- **Exercise task**
Extract the complete listing and output it unchanged.
^^^^^^^^
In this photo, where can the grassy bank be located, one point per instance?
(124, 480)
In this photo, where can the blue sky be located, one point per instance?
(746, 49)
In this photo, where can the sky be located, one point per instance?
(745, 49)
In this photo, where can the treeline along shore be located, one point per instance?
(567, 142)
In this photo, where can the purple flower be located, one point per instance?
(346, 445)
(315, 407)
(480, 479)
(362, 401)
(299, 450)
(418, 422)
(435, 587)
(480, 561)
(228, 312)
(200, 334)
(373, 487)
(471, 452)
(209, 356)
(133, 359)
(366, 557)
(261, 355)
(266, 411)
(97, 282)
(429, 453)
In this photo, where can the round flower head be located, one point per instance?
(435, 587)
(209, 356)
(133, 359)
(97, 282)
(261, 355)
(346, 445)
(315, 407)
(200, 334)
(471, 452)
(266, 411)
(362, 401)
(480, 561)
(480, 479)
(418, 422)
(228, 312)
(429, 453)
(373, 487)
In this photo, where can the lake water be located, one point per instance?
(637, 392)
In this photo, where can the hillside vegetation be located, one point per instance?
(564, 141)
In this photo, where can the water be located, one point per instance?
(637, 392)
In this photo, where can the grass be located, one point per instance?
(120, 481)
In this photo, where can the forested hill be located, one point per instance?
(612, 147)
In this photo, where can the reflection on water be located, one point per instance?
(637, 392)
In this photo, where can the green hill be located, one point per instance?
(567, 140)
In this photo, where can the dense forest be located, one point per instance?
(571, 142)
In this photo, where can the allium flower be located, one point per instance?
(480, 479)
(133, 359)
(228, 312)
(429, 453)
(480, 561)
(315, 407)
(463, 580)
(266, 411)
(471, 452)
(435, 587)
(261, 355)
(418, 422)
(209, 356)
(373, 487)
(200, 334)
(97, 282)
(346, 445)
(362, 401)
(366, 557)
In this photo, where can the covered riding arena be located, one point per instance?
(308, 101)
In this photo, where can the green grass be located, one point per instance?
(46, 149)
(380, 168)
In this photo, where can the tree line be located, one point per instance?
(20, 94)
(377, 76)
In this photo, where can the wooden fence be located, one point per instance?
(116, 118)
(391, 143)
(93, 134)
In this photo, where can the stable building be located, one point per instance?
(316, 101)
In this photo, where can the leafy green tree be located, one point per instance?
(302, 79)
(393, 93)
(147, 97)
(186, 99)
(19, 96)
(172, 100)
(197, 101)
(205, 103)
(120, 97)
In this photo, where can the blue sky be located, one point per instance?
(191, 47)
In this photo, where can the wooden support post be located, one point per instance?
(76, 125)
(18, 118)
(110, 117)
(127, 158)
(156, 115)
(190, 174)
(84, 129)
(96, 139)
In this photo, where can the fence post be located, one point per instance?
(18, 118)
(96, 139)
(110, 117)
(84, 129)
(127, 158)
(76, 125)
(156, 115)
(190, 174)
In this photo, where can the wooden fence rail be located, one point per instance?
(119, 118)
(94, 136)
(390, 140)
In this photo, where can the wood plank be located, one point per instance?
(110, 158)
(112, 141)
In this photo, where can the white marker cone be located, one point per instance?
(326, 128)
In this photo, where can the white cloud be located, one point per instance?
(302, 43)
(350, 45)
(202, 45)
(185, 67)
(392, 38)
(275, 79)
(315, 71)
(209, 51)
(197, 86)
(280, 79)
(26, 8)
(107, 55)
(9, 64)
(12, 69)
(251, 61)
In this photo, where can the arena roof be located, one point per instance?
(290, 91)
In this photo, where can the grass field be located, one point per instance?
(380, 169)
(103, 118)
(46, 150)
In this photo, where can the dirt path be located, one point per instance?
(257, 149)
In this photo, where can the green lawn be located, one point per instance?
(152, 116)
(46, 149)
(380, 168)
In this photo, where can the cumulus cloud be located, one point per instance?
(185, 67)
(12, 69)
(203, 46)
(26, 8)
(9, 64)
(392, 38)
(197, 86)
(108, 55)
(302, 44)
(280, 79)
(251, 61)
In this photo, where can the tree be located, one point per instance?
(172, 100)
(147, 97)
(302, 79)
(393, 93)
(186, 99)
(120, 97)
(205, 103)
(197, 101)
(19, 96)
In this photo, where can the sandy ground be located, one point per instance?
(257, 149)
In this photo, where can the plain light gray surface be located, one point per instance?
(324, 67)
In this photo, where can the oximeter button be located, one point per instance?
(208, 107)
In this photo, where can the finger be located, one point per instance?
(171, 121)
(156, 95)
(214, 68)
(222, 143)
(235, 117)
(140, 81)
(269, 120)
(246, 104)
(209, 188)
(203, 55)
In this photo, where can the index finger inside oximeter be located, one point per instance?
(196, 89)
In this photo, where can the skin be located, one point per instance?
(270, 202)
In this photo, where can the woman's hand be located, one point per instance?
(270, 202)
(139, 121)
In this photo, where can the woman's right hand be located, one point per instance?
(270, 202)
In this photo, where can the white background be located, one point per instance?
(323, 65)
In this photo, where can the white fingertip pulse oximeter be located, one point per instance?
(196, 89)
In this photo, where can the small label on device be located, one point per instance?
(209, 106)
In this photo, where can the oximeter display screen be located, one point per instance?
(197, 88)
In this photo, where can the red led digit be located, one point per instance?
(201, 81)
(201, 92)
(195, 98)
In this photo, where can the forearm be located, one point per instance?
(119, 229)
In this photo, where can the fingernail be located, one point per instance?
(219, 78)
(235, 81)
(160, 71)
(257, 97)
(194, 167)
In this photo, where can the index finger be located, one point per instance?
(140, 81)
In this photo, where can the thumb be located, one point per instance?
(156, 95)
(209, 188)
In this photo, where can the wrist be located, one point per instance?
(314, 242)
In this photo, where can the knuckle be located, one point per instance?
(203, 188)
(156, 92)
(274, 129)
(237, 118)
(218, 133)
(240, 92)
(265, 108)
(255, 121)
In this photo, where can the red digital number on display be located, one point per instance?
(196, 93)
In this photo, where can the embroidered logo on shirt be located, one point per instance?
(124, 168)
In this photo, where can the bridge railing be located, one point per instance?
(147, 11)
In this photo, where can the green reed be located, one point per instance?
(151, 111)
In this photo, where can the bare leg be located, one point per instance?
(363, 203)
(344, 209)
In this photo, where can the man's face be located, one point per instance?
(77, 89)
^^^^^^^^
- **Task result**
In this photo, where can the grassy bank be located, one point per instance?
(124, 480)
In this photo, where can the blue sky be located, one point per instance?
(746, 49)
In this photo, where can the sky be located, one point per instance?
(745, 49)
In this photo, where can the treeline along shore be located, one point per instance?
(567, 142)
In this photo, where can the purple flower be located, one point per instance?
(346, 445)
(315, 407)
(480, 479)
(362, 401)
(299, 450)
(418, 422)
(435, 587)
(480, 561)
(228, 312)
(200, 334)
(373, 487)
(471, 452)
(209, 356)
(133, 359)
(366, 557)
(261, 355)
(266, 411)
(97, 282)
(429, 453)
In this photo, where can the round flower head be located, one point per instance?
(435, 587)
(209, 356)
(133, 359)
(97, 282)
(261, 355)
(346, 445)
(315, 407)
(200, 334)
(471, 452)
(266, 411)
(362, 401)
(480, 561)
(480, 479)
(418, 422)
(228, 312)
(429, 453)
(373, 487)
In this photo, where can the lake water be located, one point per instance?
(637, 392)
In this photo, where can the hillside vegetation be located, one point per instance?
(564, 141)
In this photo, where can the water be located, one point per instance?
(637, 392)
In this photo, where can the grass be located, one point per instance?
(120, 481)
In this photo, where can the forested hill be located, one point per instance?
(612, 147)
In this photo, where can the reflection on water be located, one point per instance?
(637, 392)
In this photo, where can the green hill be located, one point per instance?
(567, 140)
In this photo, where can the dense forest be located, one point per instance?
(571, 142)
In this photo, where can the allium flower be located, one point per instance?
(480, 479)
(133, 359)
(228, 312)
(429, 453)
(480, 561)
(315, 407)
(463, 580)
(266, 411)
(471, 452)
(435, 587)
(261, 355)
(418, 422)
(209, 356)
(373, 487)
(200, 334)
(97, 282)
(346, 445)
(362, 401)
(366, 557)
In this photo, where can the covered riding arena be located, one point per instance?
(308, 101)
In this photo, where can the green grass be located, one point per instance?
(46, 149)
(380, 168)
In this photo, where can the tree line be located, one point per instance?
(20, 94)
(377, 76)
In this photo, where can the wooden fence be located, one point per instance?
(116, 118)
(391, 143)
(93, 134)
In this photo, where can the stable building be located, one point per instance?
(316, 101)
In this photo, where can the leafy green tree be located, one point per instance?
(302, 79)
(393, 93)
(147, 97)
(186, 99)
(19, 96)
(172, 100)
(197, 101)
(205, 103)
(120, 97)
In this photo, where can the blue sky be located, one point per instance?
(191, 47)
In this photo, where can the wooden support post be located, one point per instance?
(76, 125)
(18, 118)
(110, 117)
(127, 158)
(156, 115)
(190, 174)
(84, 129)
(96, 139)
In this photo, where can the fence post be located, one point per instance?
(18, 118)
(96, 139)
(110, 117)
(84, 129)
(127, 158)
(76, 125)
(156, 115)
(190, 174)
In this photo, where can the wooden fence rail be located, one point per instance?
(119, 118)
(94, 136)
(390, 140)
In this photo, where can the wood plank be located, one point per instance?
(110, 158)
(112, 141)
In this photo, where can the white marker cone be located, one point per instance?
(326, 128)
In this photo, where can the white cloud be located, one point per instance?
(302, 43)
(350, 45)
(202, 45)
(185, 67)
(392, 38)
(275, 79)
(315, 71)
(209, 51)
(197, 86)
(280, 79)
(26, 8)
(107, 55)
(9, 64)
(12, 69)
(251, 61)
In this photo, where can the arena roof be located, one point per instance?
(290, 91)
In this photo, where can the grass field be located, one point per instance?
(380, 169)
(103, 118)
(46, 150)
In this photo, where can the dirt path be located, one point per instance?
(257, 149)
In this photo, where can the green lawn be located, one point per instance?
(152, 116)
(46, 149)
(380, 168)
In this photo, where can the cumulus cloud be located, one point per instance?
(185, 67)
(12, 69)
(203, 46)
(26, 8)
(9, 64)
(392, 38)
(197, 86)
(108, 55)
(302, 44)
(280, 79)
(251, 61)
In this photo, where can the tree be located, one point per instance?
(172, 100)
(147, 97)
(302, 79)
(393, 93)
(186, 99)
(120, 97)
(205, 103)
(197, 101)
(19, 96)
In this photo, where can the sandy ground be located, one point per instance?
(257, 149)
In this photo, where can the plain light gray surface be located, one point per instance?
(324, 67)
In this photo, where can the oximeter button be located, one point per instance?
(208, 107)
In this photo, where can the finger be located, one point per instance?
(171, 121)
(156, 95)
(214, 68)
(222, 143)
(235, 117)
(140, 81)
(269, 120)
(246, 104)
(209, 188)
(203, 55)
In this photo, where can the index finger inside oximeter be located, one point per instance?
(196, 89)
In this photo, where can the skin be located, one point per instance?
(270, 202)
In this photo, where can the woman's hand be located, one point per instance?
(270, 202)
(139, 121)
In this photo, where can the woman's right hand be located, one point per instance?
(270, 202)
In this photo, where can the white background be located, one point per instance?
(323, 65)
In this photo, where can the white fingertip pulse oximeter be located, one point per instance?
(196, 89)
In this photo, where can the small label on device be located, one point per instance?
(209, 106)
In this photo, where can the oximeter display screen be located, one point per instance?
(197, 88)
In this photo, where can the red led digit be located, one point per instance?
(201, 81)
(201, 92)
(195, 98)
In this photo, where can the forearm be located, one point per instance?
(119, 229)
In this photo, where can the fingernail be located, one point per instance?
(219, 78)
(235, 81)
(160, 71)
(257, 97)
(194, 167)
In this photo, where can the index finger be located, one point per instance?
(140, 81)
In this photo, where can the thumb be located, one point per instance?
(156, 95)
(209, 188)
In this photo, where can the wrist be located, one point per instance?
(314, 242)
In this photo, where can the knuckle be located, one point per instance?
(203, 188)
(156, 92)
(274, 129)
(237, 118)
(218, 133)
(240, 92)
(265, 108)
(255, 121)
In this photo, where can the red digital number on display be located, one point per instance?
(196, 93)
In this photo, where can the embroidered logo on shirt be located, one point per instance?
(124, 168)
In this photo, where can the bridge railing be located, one point per instance?
(147, 11)
In this photo, where can the green reed be located, one point per instance?
(151, 111)
In this photo, where can the bare leg be located, one point per instance?
(363, 203)
(344, 209)
In this photo, where can the man's face be located, one point per instance?
(77, 89)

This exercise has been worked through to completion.